### Data extract:
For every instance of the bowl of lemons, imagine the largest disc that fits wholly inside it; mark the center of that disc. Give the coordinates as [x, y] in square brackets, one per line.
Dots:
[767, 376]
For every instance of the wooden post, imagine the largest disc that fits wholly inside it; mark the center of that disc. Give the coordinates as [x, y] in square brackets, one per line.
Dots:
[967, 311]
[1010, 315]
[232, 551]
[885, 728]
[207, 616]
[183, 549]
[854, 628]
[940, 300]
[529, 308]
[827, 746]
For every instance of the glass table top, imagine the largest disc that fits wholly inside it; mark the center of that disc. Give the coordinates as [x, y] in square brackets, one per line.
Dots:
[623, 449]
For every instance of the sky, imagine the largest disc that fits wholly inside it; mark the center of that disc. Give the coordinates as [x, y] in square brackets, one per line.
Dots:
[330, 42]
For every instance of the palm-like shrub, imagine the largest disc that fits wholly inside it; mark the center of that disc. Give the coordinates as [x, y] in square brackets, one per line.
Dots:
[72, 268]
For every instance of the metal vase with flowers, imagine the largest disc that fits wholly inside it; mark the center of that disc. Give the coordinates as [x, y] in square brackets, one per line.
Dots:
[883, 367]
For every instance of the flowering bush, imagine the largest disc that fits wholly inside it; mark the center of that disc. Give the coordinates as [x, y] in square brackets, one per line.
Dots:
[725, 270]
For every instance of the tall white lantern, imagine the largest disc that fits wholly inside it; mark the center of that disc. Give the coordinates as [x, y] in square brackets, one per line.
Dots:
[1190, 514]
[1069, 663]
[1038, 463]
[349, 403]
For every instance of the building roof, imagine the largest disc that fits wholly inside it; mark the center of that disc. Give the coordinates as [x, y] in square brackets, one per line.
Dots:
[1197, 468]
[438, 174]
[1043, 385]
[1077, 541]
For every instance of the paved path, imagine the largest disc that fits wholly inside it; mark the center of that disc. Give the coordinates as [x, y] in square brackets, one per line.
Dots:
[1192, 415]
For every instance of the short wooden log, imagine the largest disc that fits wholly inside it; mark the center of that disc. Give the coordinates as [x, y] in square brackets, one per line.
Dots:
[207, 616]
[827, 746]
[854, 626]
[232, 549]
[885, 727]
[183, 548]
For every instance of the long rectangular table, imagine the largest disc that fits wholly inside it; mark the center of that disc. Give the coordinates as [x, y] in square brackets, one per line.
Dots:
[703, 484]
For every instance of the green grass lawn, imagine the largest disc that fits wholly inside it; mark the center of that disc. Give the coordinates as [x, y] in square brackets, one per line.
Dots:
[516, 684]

### Work required:
Convert all the data above into a Markdown table with two columns, "No." and "Entry": give each line its own row with a running number, and leave out any blank lines.

### Task solution:
| No. | Entry |
|---|---|
| 1 | For every instance of the bowl of lemons, imagine the largest disc that fits wholly inside it; mark the center of that disc. Give the coordinates as [x, y] in square brackets, one per line. |
| 2 | Dots: |
| 3 | [767, 376] |
| 4 | For every instance of the wooden post, imagine the largest disc that fits wholly inside it; mark the center of that disc. Give the coordinates as [x, y] in square brackets, one per line. |
| 5 | Dots: |
| 6 | [967, 311] |
| 7 | [1010, 315] |
| 8 | [232, 551] |
| 9 | [885, 728] |
| 10 | [207, 616] |
| 11 | [183, 549] |
| 12 | [854, 628] |
| 13 | [940, 300] |
| 14 | [529, 308] |
| 15 | [827, 746] |
| 16 | For every instance of the glass table top, imagine the largest disc that fits wholly inside it; mark the center of that disc. Give the coordinates as [x, y] in square brackets, one per line. |
| 17 | Dots: |
| 18 | [623, 449] |
| 19 | For every instance of the sky, imagine the largest disc that fits wholly inside it; mark the center of that disc. Give the coordinates as [x, y] in square brackets, one per line. |
| 20 | Dots: |
| 21 | [330, 42] |
| 22 | For every instance of the palm-like shrub, imagine the largest disc that fits wholly inside it; mark the center of that disc. Give the coordinates as [x, y] in square brackets, one per line. |
| 23 | Dots: |
| 24 | [72, 268] |
| 25 | For every instance of the metal vase with flowers, imagine the largest disc that fits wholly inside it; mark the center of that disc. Give the coordinates as [x, y] in square brackets, one per line. |
| 26 | Dots: |
| 27 | [883, 367] |
| 28 | For every instance of the flowering bush, imagine the largest disc that fits wholly inside it; mark the center of that disc. Give the coordinates as [x, y] in square brackets, one per line. |
| 29 | Dots: |
| 30 | [725, 270] |
| 31 | For every instance of the tall white lantern, imagine the largest disc that fits wholly inside it; mark the center of that disc. Give the coordinates as [x, y] in square brackets, one per line. |
| 32 | Dots: |
| 33 | [1190, 514] |
| 34 | [1069, 663] |
| 35 | [1038, 463] |
| 36 | [349, 403] |
| 37 | For every instance of the building roof, imagine the largest disc that fits wholly inside it; mark the center of that disc. Give the coordinates as [x, y] in square brackets, one per line. |
| 38 | Dots: |
| 39 | [1197, 468] |
| 40 | [438, 174] |
| 41 | [1043, 385] |
| 42 | [1077, 541] |
| 43 | For every instance of the paved path, imagine the largest disc that fits wholly inside it; mark the center of that disc. Give the coordinates as [x, y] in square brackets, one per line. |
| 44 | Dots: |
| 45 | [1192, 415] |
| 46 | For every instance of the short wooden log, imagine the largest disc that fits wholly inside it; mark the center of that disc. Give the coordinates as [x, y] in square brackets, one per line. |
| 47 | Dots: |
| 48 | [207, 616] |
| 49 | [827, 746] |
| 50 | [854, 626] |
| 51 | [232, 549] |
| 52 | [885, 727] |
| 53 | [183, 548] |
| 54 | For every instance of the long rectangular table, imagine the largest disc that fits wholly inside it; mark the center of that disc. Give the coordinates as [x, y] in square brackets, one per line. |
| 55 | Dots: |
| 56 | [703, 484] |
| 57 | For every instance of the green grass lawn, imagine the largest disc that fits wholly inside it; mark the center of that disc. Give the coordinates as [x, y] in square brackets, one per line. |
| 58 | Dots: |
| 59 | [516, 684] |